- The request -
Put all of the data below into a two-column CSV with the headers input and output, one row per text and its answer. Enclose every field in double quotes and replace any line breaks inside a field with spaces.

- Given records -
════

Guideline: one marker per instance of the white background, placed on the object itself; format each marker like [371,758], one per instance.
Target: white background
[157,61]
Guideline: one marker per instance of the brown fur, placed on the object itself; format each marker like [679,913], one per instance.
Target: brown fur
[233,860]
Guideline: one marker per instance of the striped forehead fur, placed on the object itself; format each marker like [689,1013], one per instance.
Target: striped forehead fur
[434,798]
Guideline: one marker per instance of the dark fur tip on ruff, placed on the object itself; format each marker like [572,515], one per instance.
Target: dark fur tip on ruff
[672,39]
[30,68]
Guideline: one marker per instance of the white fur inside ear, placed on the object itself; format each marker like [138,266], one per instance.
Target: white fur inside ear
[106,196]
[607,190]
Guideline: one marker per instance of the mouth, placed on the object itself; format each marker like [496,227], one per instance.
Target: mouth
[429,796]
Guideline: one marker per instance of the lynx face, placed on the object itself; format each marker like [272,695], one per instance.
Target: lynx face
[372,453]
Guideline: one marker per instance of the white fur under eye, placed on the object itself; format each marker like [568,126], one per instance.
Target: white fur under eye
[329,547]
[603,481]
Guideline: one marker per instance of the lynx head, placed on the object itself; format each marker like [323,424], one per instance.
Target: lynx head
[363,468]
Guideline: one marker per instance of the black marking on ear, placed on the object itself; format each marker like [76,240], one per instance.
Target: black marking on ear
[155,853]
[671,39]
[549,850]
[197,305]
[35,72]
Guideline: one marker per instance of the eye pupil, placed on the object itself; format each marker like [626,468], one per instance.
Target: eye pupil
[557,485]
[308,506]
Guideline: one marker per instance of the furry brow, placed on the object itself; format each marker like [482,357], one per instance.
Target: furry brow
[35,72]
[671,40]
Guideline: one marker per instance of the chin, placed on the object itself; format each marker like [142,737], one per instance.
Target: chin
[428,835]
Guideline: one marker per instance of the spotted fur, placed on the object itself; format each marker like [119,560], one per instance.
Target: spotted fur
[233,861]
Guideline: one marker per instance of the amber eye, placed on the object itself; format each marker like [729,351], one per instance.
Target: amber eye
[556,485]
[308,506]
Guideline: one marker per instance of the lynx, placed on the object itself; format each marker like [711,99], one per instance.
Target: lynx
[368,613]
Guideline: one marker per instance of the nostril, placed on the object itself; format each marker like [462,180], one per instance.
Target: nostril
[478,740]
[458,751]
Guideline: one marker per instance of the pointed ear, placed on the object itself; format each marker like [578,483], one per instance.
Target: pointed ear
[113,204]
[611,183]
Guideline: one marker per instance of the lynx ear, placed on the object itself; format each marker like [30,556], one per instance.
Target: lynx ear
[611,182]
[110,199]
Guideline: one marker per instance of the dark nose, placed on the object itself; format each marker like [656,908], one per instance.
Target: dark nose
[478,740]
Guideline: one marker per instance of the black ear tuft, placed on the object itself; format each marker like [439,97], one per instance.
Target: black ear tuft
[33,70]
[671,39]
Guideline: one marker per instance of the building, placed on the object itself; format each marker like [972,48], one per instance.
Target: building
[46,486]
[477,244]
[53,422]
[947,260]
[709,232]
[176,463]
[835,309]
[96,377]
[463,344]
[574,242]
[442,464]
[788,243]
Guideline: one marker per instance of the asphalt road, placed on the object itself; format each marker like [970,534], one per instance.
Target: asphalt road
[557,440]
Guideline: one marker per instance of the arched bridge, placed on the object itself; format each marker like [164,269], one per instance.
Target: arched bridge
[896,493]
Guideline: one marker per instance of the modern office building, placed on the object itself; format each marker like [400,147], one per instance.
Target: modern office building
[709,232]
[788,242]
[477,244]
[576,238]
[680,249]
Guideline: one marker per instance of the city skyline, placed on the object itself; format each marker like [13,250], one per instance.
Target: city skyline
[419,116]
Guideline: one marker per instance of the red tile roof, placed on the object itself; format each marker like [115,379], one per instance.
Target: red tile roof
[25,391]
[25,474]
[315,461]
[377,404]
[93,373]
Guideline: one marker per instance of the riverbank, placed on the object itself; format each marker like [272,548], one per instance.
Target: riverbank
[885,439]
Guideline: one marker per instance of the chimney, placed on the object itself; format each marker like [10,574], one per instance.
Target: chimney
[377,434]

════

- Final result -
input,output
"Guideline: one marker per instance of the white background, placed on the object itself; format each marker like [371,758], one per instance. Target: white background","[157,61]"
"Guideline: one marker per instance of the brown fur, placed on the object itself; format each marker like [679,913], one per instance. Target: brown fur","[233,860]"
"Guideline: one marker per instance of the striped forehead fur, placed on the object itself; format each marker like [689,1013], one per instance. Target: striped forehead fur","[434,798]"
"Guideline: one marker per instance of the dark fur tip on ruff, placed on the object itself; format each marker like [572,515], one per instance. Target: dark fur tip on ruff","[672,39] [30,68]"
"Guideline: one marker per instance of the white fur inside ear, placed on the object itself; format each marker like [138,266], one per instance. Target: white fur inside ear","[106,196] [607,190]"
"Guideline: one marker per instance of the mouth, placed on the object itself; format each marker like [496,227], one per instance. Target: mouth","[429,796]"
"Guideline: one marker per instance of the lynx face, placed on the object itself; format each marker like [272,695], one per instance. Target: lynx face","[372,453]"
"Guideline: one marker per instance of the white fur under eye, placed on the object itself; format each marker like [568,126], one per instance. Target: white fur under eye","[329,547] [603,481]"
"Guideline: one marker per instance of the lynx head, placed on the object itself; format each marker like [323,424], one per instance. Target: lynx head","[363,468]"
"Guideline: one marker per instance of the black marking on ear, placed on the object itself; format each marker like [76,240], one per instance. Target: black marking on ear","[155,853] [671,39] [549,850] [197,305] [35,72]"
"Guideline: one marker per instance of the eye pupil, placed on the object itself; format each marker like [626,468], one per instance. Target: eye pupil","[557,485] [308,506]"
"Guideline: one marker per instance of the furry brow, placed on the object itself; format each marker like [482,357], one per instance. Target: furry brow","[35,72] [671,40]"
"Guideline: one marker per instance of the chin, placed on the object itself; format each marker like [142,737], one per instance. Target: chin","[428,835]"
"Guideline: one marker per instance of the spotted fur, placed on the object itself; format each marker like [119,560], one per instance. Target: spotted fur","[233,861]"
"Guideline: one marker per instance of the amber eye, placed on the object itself; format each marker like [729,351], one per instance. Target: amber eye","[556,485] [308,506]"
"Guideline: one marker per instance of the lynx, placed on the object itself; format each marker like [711,99], one per instance. Target: lynx","[368,613]"
"Guideline: one marker per instance of the nostril, placed on the object itself; format each marker like [462,180], one per instance. Target: nostril","[478,740] [458,751]"
"Guideline: one marker per instance of the pointed ear, placed on the object itself; format each marker like [578,483], one per instance. Target: pointed ear","[113,204] [611,183]"
"Guideline: one marker per instance of the lynx ear, placed on the object itself; format each marker like [30,556], one per instance. Target: lynx ear","[611,182] [110,199]"
"Guideline: one marker per instance of the dark nose, placed on the object itself; format each marker like [656,908], one per instance. Target: dark nose","[478,740]"
"Guideline: one marker per instance of the black ear tuft, placed on the object itself; format each marker like [439,97], one per instance. Target: black ear tuft","[33,70] [671,39]"
"Guideline: one marker per instance of the building, placed on the object itself; format each marker like [972,48], one per instance. Target: building","[46,486] [477,244] [53,422] [947,260] [709,232] [176,463] [835,309] [96,377] [463,344] [574,242] [442,464] [788,243]"
"Guideline: one marker per instance of the asphalt road, placed on the object itself; format each marker like [970,534], one per instance. Target: asphalt road","[557,440]"
"Guideline: one marker per instance of the arched bridge, placed on the object itself; format each marker like [164,269], one per instance. Target: arched bridge","[896,493]"
"Guideline: one marker per instance of the modern office building, placed on the object itself; format each marker like [400,147], one per instance. Target: modern office building","[709,232] [788,242] [477,244] [576,238] [680,249]"
"Guideline: one marker per instance of the city skyline, placed on the object itself; format each marker like [13,250], one per instance. Target: city skyline","[419,116]"
"Guideline: one marker per instance of the red tile roof, placed on the object itself; format each marker like [115,379], one per instance. Target: red tile roof","[25,391] [25,474] [315,461] [377,404] [93,373]"
"Guideline: one marker per instance of the riverbank, placed on the object itself; format each marker like [272,548], one per instance. Target: riverbank","[885,439]"
"Guideline: one marker per instance of the chimney, placed on the object itself; format each marker like [10,574], one per instance. Target: chimney","[377,434]"